[TEXT — start]
SYMBOL OF SHAME
By Heidi Johnson-Wright
Back when I was a kid, it haunted me.
It was always lurking in the back of my mind. It weighed on
my shoulders and jangled my nerves.
It was the stick with no carrot that my parents used to
motivate me. Its sinister proximity was held over my head, the motivation to do
10 more minutes of exercise. To walk 10 more feet. To try just a little harder.
I feared vampires but I was much more terrified of it.
Vampires vanished with the sunrise, but this dastardly beast was always just
around the corner.
It was the face of failure and the symbol of shame. A stain
impossible to wash away. Once its lamprey-like jaws latched on, it consumed
you. It became you. You were marked for life, and what a pathetic life it would
be.
You see, my Nosferatu, my demon, the thing I feared above
all others was a wheelchair.
I never consciously admitted it to myself, but I think I
knew as a teenager that full-time use of a wheelchair would have made my life a
whole lot easier, and undoubtedly richer. The precariousness of my walking and
the crushing fatigue it caused meant I could expend energy only for essential
movement like walking to class.
[TEXT — finish]
[SUPPLIED ENTRIES — start]
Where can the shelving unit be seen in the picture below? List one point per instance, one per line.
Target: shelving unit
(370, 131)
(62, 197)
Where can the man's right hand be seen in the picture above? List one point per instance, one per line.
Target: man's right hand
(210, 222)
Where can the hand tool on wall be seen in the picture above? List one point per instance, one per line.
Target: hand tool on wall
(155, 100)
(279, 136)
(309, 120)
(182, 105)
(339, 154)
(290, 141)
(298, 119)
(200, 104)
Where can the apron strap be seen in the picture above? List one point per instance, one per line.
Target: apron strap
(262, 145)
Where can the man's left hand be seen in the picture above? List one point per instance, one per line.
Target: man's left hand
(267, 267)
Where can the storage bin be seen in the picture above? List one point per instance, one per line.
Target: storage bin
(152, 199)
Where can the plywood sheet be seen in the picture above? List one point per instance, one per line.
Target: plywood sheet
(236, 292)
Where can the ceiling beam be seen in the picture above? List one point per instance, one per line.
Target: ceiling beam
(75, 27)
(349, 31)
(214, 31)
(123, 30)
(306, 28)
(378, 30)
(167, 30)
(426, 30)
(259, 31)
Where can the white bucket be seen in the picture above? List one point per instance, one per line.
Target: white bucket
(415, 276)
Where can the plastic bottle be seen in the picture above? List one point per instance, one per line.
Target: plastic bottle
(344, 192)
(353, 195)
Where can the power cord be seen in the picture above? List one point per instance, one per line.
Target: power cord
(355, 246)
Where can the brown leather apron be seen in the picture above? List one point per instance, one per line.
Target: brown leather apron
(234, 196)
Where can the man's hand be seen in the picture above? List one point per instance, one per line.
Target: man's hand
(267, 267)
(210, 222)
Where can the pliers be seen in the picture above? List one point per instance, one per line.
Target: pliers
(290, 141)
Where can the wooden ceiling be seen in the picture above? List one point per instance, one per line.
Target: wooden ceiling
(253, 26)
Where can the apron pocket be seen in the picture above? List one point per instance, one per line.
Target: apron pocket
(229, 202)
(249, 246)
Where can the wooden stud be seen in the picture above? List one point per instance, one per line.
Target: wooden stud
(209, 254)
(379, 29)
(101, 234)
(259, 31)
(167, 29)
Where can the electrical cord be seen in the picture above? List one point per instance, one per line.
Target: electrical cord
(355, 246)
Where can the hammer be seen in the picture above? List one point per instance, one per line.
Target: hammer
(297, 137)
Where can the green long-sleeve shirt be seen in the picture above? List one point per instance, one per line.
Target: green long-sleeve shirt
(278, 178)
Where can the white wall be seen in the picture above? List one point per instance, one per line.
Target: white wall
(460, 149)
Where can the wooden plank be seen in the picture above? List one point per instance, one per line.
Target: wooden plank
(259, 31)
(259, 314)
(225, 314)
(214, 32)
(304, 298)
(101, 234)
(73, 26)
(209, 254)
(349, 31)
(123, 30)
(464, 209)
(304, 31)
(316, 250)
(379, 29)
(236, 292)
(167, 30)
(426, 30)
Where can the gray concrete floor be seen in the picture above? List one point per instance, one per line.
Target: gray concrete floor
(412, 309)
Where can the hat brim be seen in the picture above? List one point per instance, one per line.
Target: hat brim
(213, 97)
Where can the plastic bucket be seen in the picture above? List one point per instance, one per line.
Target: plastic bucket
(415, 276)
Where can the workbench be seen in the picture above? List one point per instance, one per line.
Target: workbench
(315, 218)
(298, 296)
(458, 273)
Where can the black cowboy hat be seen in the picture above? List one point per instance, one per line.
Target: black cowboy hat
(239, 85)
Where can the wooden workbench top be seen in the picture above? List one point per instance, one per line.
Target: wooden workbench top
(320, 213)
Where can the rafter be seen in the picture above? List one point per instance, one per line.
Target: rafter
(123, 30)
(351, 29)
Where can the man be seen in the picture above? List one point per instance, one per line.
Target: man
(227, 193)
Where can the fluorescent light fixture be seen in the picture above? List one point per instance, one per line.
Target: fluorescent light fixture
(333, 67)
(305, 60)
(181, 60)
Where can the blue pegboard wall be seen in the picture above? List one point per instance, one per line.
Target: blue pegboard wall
[SUPPLIED ENTRIES — finish]
COMPLETE THE FOLLOWING:
**A)** From the essay about fearing a wheelchair, extract the part that opens with the words containing "I feared vampires" and closes with "walking to class.".
**B)** Answer these questions using the essay about fearing a wheelchair:
(i) What did the writer fear as a child, though less than the wheelchair?
(ii) How many more minutes of exercise did the threat push the writer to do?
(iii) What movement does the essay give as an example of essential movement?
**C)** Continue the essay about fearing a wheelchair after its final sentence.

ANSWERS TO THIS EXERCISE:
**A)**
I feared vampires but I was much more terrified of it.
Vampires vanished with the sunrise, but this dastardly beast was always just
around the corner.
It was the face of failure and the symbol of shame. A stain
impossible to wash away. Once its lamprey-like jaws latched on, it consumed
you. It became you. You were marked for life, and what a pathetic life it would
be.
You see, my Nosferatu, my demon, the thing I feared above
all others was a wheelchair.
I never consciously admitted it to myself, but I think I
knew as a teenager that full-time use of a wheelchair would have made my life a
whole lot easier, and undoubtedly richer. The precariousness of my walking and
the crushing fatigue it caused meant I could expend energy only for essential
movement like walking to class.

**B)**
(i) Vampires.
(ii) 10 more minutes.
(iii) Walking to class.

**C)**
In high school, I went to the restroom once a day or not at
all. I simply couldn’t afford the pain and extra energy needed to make the
trip. Holding it was a better option for me, if not for my kidneys. Activities
like writing for the school paper or yearbook were impossible. To participate
meant more walking. And that just wasn’t gonna happen.
Back then a chair was acceptable only for those labeled
“profoundly disabled,” individuals who’d been discarded by society. Even the
elderly shunned wheelchairs. My grandma would rather have worn Hester Prynne’s
scarlet letter on her bosom than ride in one.
“I hope you at least have two fingers you can still move to
run a wheelchair!” my mom once shouted after a therapy session when she thought
I hadn’t tried hard enough. (I didn’t know how to break it to her that a power
chair is controlled with a joy stick, not “forwards” and “backwards” buttons.)
With adulthood, my childish fears faded. I shook away the
terror of needing a chair, but it took much longer to shake the shame. I still
believed I was lucky that the non-disabled allowed me into their stores,
restaurants and theaters, even if it meant coming in the back door through the
boiler room. I should count my blessings that I was allowed to sit amongst
them, even if it was in the back row.
It took decades to see my wheelchair as a device of
empowerment rather than a burden of failure. It was no longer an albatross
around my neck but a raptor that swept me off to college, enabled me to have a
career and a meaningful life.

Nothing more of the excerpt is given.